Locate the line that contains "Target: white building" in the entries below, then repeat it and every following line through the line that contains "the front side", exactly, and no others.

[Natural-language object grounding data]
************

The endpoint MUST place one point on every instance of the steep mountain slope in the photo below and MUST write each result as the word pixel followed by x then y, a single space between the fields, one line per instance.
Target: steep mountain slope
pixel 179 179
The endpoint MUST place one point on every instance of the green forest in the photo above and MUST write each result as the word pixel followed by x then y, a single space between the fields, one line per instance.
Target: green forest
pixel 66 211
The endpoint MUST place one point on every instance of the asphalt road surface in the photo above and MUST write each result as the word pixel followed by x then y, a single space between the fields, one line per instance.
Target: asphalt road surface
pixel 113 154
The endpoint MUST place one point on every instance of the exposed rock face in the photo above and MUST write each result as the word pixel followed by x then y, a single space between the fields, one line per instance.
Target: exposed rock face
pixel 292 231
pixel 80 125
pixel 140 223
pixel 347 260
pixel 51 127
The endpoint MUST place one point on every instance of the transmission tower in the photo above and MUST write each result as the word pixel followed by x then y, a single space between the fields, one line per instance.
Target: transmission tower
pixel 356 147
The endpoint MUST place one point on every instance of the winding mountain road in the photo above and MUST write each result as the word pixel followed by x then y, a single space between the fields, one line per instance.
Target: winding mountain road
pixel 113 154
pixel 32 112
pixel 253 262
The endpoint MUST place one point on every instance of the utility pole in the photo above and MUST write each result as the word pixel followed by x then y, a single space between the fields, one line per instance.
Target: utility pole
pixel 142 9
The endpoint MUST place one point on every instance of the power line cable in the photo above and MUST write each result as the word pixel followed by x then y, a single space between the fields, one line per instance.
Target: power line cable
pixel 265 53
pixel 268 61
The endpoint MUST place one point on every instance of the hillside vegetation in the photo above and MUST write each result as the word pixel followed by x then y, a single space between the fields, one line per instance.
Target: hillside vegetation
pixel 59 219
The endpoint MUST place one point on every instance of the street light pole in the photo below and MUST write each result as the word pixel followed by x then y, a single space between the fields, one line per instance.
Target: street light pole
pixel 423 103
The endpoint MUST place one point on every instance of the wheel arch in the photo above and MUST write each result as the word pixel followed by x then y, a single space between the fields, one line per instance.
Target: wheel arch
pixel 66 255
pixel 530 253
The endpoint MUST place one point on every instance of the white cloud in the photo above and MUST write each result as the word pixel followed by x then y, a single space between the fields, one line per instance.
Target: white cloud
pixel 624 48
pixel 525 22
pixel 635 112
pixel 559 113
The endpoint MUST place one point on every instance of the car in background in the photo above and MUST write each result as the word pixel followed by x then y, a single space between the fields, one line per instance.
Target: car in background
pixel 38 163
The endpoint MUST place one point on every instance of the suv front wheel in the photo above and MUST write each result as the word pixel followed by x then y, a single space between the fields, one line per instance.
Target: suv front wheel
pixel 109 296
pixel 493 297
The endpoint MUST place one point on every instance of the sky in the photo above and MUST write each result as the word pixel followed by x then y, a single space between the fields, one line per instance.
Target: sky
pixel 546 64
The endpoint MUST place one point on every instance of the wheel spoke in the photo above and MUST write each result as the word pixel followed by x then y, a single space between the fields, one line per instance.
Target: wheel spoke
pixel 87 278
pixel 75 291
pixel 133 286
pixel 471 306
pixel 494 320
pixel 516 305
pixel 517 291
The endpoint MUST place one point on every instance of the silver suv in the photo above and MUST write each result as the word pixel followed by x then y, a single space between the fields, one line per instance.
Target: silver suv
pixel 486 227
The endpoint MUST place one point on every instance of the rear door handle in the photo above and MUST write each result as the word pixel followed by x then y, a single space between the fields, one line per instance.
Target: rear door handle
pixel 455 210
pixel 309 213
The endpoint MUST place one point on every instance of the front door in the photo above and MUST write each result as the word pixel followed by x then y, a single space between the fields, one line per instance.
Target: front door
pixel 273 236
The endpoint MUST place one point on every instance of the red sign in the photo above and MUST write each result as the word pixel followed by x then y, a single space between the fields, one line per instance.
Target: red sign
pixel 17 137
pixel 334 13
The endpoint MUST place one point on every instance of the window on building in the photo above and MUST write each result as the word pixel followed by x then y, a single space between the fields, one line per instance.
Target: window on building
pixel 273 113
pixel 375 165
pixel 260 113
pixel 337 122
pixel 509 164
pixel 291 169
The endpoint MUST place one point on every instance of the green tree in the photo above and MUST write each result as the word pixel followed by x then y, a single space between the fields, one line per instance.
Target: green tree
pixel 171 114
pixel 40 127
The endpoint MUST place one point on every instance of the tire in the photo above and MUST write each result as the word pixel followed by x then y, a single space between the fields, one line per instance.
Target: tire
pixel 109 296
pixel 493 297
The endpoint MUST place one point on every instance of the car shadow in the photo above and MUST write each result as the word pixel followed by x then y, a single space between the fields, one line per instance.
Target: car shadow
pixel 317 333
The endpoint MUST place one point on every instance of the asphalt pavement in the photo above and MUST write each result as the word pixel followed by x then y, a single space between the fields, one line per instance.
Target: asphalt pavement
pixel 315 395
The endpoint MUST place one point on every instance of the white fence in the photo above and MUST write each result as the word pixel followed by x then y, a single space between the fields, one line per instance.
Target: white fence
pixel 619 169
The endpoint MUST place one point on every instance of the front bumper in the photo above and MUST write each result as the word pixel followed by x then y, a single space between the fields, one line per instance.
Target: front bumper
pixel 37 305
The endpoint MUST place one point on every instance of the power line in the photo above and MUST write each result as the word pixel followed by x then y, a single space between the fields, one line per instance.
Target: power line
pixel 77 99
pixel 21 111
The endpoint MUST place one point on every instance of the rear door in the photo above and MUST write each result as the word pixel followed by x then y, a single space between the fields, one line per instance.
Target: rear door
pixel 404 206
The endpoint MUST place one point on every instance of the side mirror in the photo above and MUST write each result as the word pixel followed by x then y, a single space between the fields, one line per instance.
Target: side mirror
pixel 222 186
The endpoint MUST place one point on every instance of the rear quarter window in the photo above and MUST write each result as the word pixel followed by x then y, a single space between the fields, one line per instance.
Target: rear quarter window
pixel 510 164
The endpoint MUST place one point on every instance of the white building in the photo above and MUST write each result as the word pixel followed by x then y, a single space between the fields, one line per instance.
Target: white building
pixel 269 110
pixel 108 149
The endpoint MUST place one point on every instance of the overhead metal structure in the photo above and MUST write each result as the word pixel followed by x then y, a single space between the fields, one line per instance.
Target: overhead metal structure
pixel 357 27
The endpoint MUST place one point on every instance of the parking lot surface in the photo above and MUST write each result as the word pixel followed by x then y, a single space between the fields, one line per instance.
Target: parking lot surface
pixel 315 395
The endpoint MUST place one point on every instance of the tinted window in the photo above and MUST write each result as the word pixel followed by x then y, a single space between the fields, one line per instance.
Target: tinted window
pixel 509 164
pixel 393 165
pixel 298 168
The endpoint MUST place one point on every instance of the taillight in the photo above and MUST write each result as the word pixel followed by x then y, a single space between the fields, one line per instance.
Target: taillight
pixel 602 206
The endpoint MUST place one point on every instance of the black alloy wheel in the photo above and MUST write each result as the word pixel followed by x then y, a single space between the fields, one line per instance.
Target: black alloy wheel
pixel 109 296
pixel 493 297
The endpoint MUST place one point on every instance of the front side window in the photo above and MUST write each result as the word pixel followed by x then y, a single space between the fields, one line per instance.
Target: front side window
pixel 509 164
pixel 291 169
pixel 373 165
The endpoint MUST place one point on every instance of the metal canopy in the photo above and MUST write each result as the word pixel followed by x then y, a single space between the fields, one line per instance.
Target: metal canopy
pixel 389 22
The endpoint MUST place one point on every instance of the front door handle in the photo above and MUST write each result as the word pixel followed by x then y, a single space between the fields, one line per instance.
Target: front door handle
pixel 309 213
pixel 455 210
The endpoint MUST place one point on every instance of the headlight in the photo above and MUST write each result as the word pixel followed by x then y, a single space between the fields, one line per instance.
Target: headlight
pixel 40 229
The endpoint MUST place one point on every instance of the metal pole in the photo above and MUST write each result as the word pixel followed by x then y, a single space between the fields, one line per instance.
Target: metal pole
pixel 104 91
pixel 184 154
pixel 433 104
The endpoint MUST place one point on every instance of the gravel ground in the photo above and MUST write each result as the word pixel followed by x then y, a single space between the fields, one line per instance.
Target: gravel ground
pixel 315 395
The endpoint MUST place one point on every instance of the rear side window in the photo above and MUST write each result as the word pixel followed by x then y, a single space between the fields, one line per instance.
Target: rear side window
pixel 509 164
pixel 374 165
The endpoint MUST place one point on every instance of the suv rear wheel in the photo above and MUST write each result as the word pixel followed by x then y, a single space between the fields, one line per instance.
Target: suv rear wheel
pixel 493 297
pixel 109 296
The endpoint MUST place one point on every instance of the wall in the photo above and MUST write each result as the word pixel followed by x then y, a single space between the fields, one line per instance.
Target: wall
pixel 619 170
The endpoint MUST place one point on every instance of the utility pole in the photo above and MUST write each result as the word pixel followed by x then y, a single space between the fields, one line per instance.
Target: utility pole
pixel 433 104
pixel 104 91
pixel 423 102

************

THE ANSWER
Target: white building
pixel 269 110
pixel 108 149
The endpoint MUST place one point on every instance of the overhead metal structure in the photo above and MUST write each result as the word pixel followed by x then y, a single space between the fields, one line per instance.
Target: overhead metal structure
pixel 357 27
The endpoint MUST place one point on every instance of the parking lot surface in the photo above and MUST write each result as the word pixel followed by x then y, a single space between the fields, one line per instance.
Target: parking lot surface
pixel 315 395
The endpoint MUST place one point on every instance of the tinted window in the photo above and MUST write each result as the word pixel followed by x then y, a single space between the fields, one line per instance.
Target: tinted window
pixel 509 164
pixel 393 165
pixel 298 168
The endpoint MUST place one point on every instance of the taillight in the photo above and MUST write each result as the word pixel followed by x then y, a single space between the fields, one line per instance.
Target: taillight
pixel 602 206
The endpoint MUST place one point on every instance of the black alloy wheel in the photo above and MUST write each result as the word pixel followed by x then y, a single space between the fields, one line per instance.
Target: black alloy wheel
pixel 109 296
pixel 493 297
The endpoint MUST place one point on every instance of the front side window in the photo above and MUST write each result as the word pixel followed by x then y, a single space between the fields, one line per instance.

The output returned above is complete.